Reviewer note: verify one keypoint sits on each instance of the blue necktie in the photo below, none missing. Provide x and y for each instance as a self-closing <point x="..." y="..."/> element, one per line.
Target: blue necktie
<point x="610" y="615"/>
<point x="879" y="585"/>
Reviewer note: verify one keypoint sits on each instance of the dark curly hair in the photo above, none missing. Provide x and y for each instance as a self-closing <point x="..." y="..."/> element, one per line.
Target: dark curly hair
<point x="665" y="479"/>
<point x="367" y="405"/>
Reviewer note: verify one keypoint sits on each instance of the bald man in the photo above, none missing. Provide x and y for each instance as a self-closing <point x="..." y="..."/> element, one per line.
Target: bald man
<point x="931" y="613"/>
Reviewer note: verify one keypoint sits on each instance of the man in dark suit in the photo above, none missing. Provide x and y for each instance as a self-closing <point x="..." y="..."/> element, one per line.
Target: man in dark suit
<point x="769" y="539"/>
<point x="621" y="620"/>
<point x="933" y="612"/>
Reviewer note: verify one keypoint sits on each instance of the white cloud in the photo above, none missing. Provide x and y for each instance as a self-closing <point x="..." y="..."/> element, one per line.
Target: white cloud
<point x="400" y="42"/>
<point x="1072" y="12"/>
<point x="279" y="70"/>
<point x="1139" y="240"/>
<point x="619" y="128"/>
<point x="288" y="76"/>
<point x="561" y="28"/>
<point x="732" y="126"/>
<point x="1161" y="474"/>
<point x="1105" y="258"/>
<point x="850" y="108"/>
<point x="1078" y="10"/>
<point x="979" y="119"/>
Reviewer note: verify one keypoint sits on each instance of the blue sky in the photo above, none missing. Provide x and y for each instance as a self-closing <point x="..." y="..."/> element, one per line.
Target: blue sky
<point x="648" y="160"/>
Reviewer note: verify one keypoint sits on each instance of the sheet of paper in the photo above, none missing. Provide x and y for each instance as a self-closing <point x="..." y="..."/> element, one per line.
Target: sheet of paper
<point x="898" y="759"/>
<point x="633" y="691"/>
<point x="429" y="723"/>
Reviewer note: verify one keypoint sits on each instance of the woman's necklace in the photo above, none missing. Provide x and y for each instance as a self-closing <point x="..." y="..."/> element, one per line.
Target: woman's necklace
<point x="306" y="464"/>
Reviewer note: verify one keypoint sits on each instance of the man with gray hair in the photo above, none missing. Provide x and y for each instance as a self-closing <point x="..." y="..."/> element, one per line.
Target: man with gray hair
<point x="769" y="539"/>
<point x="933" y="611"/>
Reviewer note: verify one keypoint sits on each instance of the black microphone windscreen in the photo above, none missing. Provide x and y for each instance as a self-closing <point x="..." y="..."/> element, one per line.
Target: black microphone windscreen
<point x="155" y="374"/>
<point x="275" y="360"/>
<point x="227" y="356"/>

####

- **EXERCISE**
Write out each line of the data above again, exactly as given.

- **SOLUTION FOR THIS PROBLEM**
Reviewer note: verify one keypoint sits on each instance of the blue necktie in the photo below, none missing. Provide x and y for each instance as a self-closing <point x="..." y="..."/> element, one per line.
Target: blue necktie
<point x="610" y="615"/>
<point x="879" y="585"/>
Reviewer note: verify one keypoint sits on each instance of the dark curly hair in the photo above, none missing. Provide x and y for each instance as a self-closing <point x="..." y="..."/> element, one per line.
Target: dark curly hair
<point x="665" y="479"/>
<point x="367" y="405"/>
Reviewer note: verify one keypoint sits on each instance of the bald man in the photo above, none missing. Provide x and y for each instance as a self-closing <point x="..." y="..."/> element, one per line.
Target: bald man
<point x="931" y="613"/>
Reviewer note: verify one keypoint sits on each instance of the man in dark suit in the photo above, none missing. Provide x and y for each instance as a self-closing <point x="..." y="..."/> element, one per line.
Target: man in dark suit
<point x="769" y="539"/>
<point x="621" y="620"/>
<point x="933" y="612"/>
Reviewer note: verify one keypoint sits on each instance of the white cloud in the photo above, none missing. Provide x and y for each instance as a self-closing <point x="..." y="..."/> element, one per line.
Target: white cloud
<point x="400" y="42"/>
<point x="1072" y="12"/>
<point x="279" y="70"/>
<point x="1139" y="240"/>
<point x="619" y="128"/>
<point x="288" y="76"/>
<point x="561" y="28"/>
<point x="732" y="126"/>
<point x="1161" y="474"/>
<point x="1105" y="258"/>
<point x="850" y="108"/>
<point x="1078" y="10"/>
<point x="979" y="119"/>
Reviewer note: verify one keypoint sits on each instance of the blue sky in the photo above, none missing. Provide x and y for each instance as a self-closing <point x="..." y="..."/> element, one per line.
Target: blue sky
<point x="648" y="160"/>
Reviewer note: verify one keypoint sits on each instance of the sheet of paper in the photo above, none missing. Provide x and y for each instance as a self-closing <point x="..." y="..."/> element, one per line.
Target: sheet of paper
<point x="898" y="759"/>
<point x="633" y="691"/>
<point x="429" y="723"/>
Reviewer note: verify one keypoint sits on each instance of the woman's necklace in the photo above, none missing. Provide x and y for each instance as a self-closing <point x="..." y="..."/> element, one per line.
Target: woman's necklace
<point x="306" y="464"/>
Reviewer note: verify one keypoint sits on each instance of the man with gray hair in the photo above, none missing. Provide x and y for each instance as a self-closing <point x="..." y="..."/> element, one per line.
Target: man with gray hair
<point x="769" y="539"/>
<point x="933" y="611"/>
Reviewer note: verify one keypoint sits on each instance of the black microphone windscreen in the photo above, none missing. Provide x and y for each instance as a self-closing <point x="..." y="..."/> element, one per line.
Target: black microphone windscreen
<point x="155" y="374"/>
<point x="275" y="360"/>
<point x="227" y="356"/>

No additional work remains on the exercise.